> Page extract
This paddle was as advertised – a well-organized, very good time with very good food and very good people. Day 1 began with unloading our boats at the put-in, where I met up with Frank Ohrt and Ann Andrisek. This was at a nice boat ramp in Donaldsonville, where we took care of registration and received a breakfast bag, after which we drove to the take-out, where an air conditioned commercial coach (not a school bus) was waiting to take us back. On the shuttle ride, we were given a preview of the day’s paddle and an interesting plug for the Barataria-Terrebonne National Estuary Program (BTNEP). This was repeated each day of the trip, so just imagine that happening every morning.
With all of the preliminaries out of the way, each paddler was assisted into the water by two volunteers, who stabilized the boat on a huge heavy tarp of some kind to prevent you from getting muddy or wet or slipping while getting into the boat, and then pushed you the rest of the way into the bayou. I think this was BTNEP’s method of assuring the number of life jackets matched the number of paddlers. We got underway on a beautiful wide bayou and paddled several miles through the lush, new, spring green vegetation. In the last mile or so before our lunch stop, there was violent damage to the trees and vegetation and structures from an EF2 tornado that had followed the bayou a few weeks before. We paddled a little over 10 miles before stopping for lunch in the back yard of the Guillots (facing the bayou). The entire trip was true flatwater (no perceptible current), so some people were really feeling the burn at the lunch break (see photos).
The afternoon was similar in scenery and peacefulness, and ended at the Madewood Plantation, where we had dinner, took showers and set up camp.
The next day dawned very promising, but the forecast was worse than ominous for thunderstorms, so we drove to our destination point for our officially-declared layover day. Within an hour, the forecast diagnosis was confirmed with dramatic, pounding thundershowers and high winds. Many would have died.

> Excerpted data

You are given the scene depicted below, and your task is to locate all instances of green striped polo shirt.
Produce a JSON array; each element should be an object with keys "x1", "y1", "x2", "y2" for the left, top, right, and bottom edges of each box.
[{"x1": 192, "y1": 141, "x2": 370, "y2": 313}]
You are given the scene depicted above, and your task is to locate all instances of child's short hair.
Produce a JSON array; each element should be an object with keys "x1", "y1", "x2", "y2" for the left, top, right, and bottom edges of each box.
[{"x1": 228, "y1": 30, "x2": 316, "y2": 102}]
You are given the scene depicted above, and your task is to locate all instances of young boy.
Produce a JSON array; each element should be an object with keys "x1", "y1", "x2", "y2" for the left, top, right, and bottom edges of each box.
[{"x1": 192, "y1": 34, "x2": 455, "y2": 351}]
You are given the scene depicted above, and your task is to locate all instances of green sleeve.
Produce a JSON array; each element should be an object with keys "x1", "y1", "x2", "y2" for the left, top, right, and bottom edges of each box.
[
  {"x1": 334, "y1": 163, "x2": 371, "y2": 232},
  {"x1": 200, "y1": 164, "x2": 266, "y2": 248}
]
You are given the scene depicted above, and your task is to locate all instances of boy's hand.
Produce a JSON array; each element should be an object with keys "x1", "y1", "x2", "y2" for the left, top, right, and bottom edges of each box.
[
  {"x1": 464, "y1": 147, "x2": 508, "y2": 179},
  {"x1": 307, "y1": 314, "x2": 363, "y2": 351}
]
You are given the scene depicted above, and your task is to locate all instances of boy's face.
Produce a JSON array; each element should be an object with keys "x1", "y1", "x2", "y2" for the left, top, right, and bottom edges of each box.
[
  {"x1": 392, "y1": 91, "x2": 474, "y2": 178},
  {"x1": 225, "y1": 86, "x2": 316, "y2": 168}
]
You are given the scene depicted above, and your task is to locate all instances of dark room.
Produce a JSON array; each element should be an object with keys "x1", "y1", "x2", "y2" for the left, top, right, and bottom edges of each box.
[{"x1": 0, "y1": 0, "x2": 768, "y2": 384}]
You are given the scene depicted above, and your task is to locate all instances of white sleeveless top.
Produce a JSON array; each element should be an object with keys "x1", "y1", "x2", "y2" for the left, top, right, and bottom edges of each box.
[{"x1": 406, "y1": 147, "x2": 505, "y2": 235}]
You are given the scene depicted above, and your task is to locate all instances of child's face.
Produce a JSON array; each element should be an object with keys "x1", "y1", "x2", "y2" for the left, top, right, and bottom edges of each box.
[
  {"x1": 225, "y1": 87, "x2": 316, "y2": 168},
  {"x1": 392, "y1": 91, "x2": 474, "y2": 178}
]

> Brief A
According to the bayou paddle account, what caused the damage to the trees, vegetation, and structures in the last mile before the lunch stop?
> Brief B
Write the next part of the bayou paddle account, picking up after its final sentence.

> Expected answer A
An EF2 tornado that had followed the bayou a few weeks earlier caused it.

> Expected answer B
We set up chairs and tables under a huge pavilion with a metal roof and had breakfast and visited in small groups between the rounds of torrential pounding until lunch. After lunch we viewed a pretty extensive display and demonstration of early American weapons and tools, and a demonstration of the flint knapping process that made those tools and weapons possible. The flint knapping demonstration took what looked like an ordinary rock all the way to a finished arrowhead. Then more visiting around another delicious dinner, after which the weather cleared up and we set up for the night. Frank decided to set his original plan in motion and left us at this point to do some birding on his way home.
Fast forward through registration, shuttle, estuary indoctrination, breakfast and put-in for another pleasant morning of paddling for about 8 miles before lunch, then a great lunch of pulled pork sandwiches, homemade sweet potato chips, coleslaw and bread pudding in the Dufrene’s back yard (facing the bayou). Then back on the water for another 7 miles with a wind feature that caused some to exercise more than others. After another delicious dinner, we enjoyed / suffered through a Native American dance program and set up camp for the night (or did it the other way around).
The next morning dawned beautiful, and we went through the routine, got on the water for the last 5.5 miles, ending at Lockport right across from the namesake of the town – the dismantled historic locks. We had a great lunch sponsored by the City of Lockport, with entertainment, a speech by the mayor, and goodbyes. But we weren’t quite finished yet. The Wooden Boat Museum opened especially for us. The directions from the park were especially entertaining – “. . . see that pink building over there on the corner – the one with the sign that says Wooden Boat Museum? That’s not it. Go across the street behind it and there you will find the boat museum.” I wish I had a recorder running for the timing of that one! Well done!
So then we went our separate ways, each with new memories of people and places and food and weather and accents and improvisations and sights.